Selected extract ->
4. Trump's week ahead

President Trump's schedule, per a White House official:

  • Monday: Trump meets with King Abdullah II bin Al-Hussein and Queen Rania Al Abdullah of Jordan. He then flies to South Carolina to rally for the state's Gov. Henry McMaster. (Between the lines: The president is repaying the loyalty of McMaster, an early campaign supporter.)
  • Tuesday: Trump meets with the Associated Builders and Contractors.
  • Wednesday: Trump receives his intelligence briefing; has lunch with Secretary of State Mike Pompeo; hosts the president of Portugal at the White House; and travels to North Dakota — a key Senate target for Republicans — for a political rally.
  • Thursday: Trump is expected to travel to Wisconsin for official business. (I've not learned what, yet.)
  • Friday: Trump receives his intelligence briefing and "celebrates the six month anniversary of the Tax Cuts and Jobs Act."

5. Congress' week ahead

Next week will be Congress' last week in session before the July 4th recess.

The House will spend lots of floor time on the 2019 Defense spending bill. The House will also take some immigration votes this coming week — as we previewed in item 2 above.

The House and Senate also expect to go to conference to iron out their different versions of the National Defense Authorization Act (the annual defense policy bill).

  • A senior Republican aide told me the most controversial debate will likely be the one over the Senate's vote to rebuke Trump and reimpose tough penalties on ZTE — a Chinese telecom company accused of spying and violating American sanctions.
  • The House didn't include any ZTE provision in its version of the bill. And the White House will be trying to avoid an embarrassing showdown with Republicans on the Hill who believe Trump has put national security at risk to get a sweeter trade deal with China. (Trump's Commerce Department effectively allowed ZTE to stay in business by imposing a fine and more rigorous oversight.)
  • Why this matters: If Congress forces Trump to reimpose the penalties on ZTE, his relationship with China's President Xi Jinping — already strained over their trade battles — will likely worsen. Xi made a personal request of Trump to ease up on ZTE, and Trump did Xi a big favor by directing Commerce Secretary Wilbur Ross to find a helpful solution.

Challenge -> Please copy word for word the part of the week-ahead briefing starting with "The House will spend" and going on through "item 2 above.".

Recorded information ->

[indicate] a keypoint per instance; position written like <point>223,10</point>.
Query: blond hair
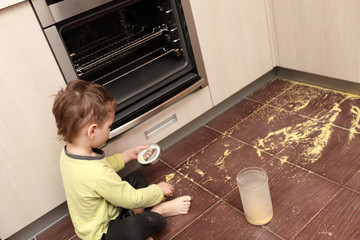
<point>79,104</point>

Expected answer ->
The House will spend lots of floor time on the 2019 Defense spending bill. The House will also take some immigration votes this coming week — as we previewed in item 2 above.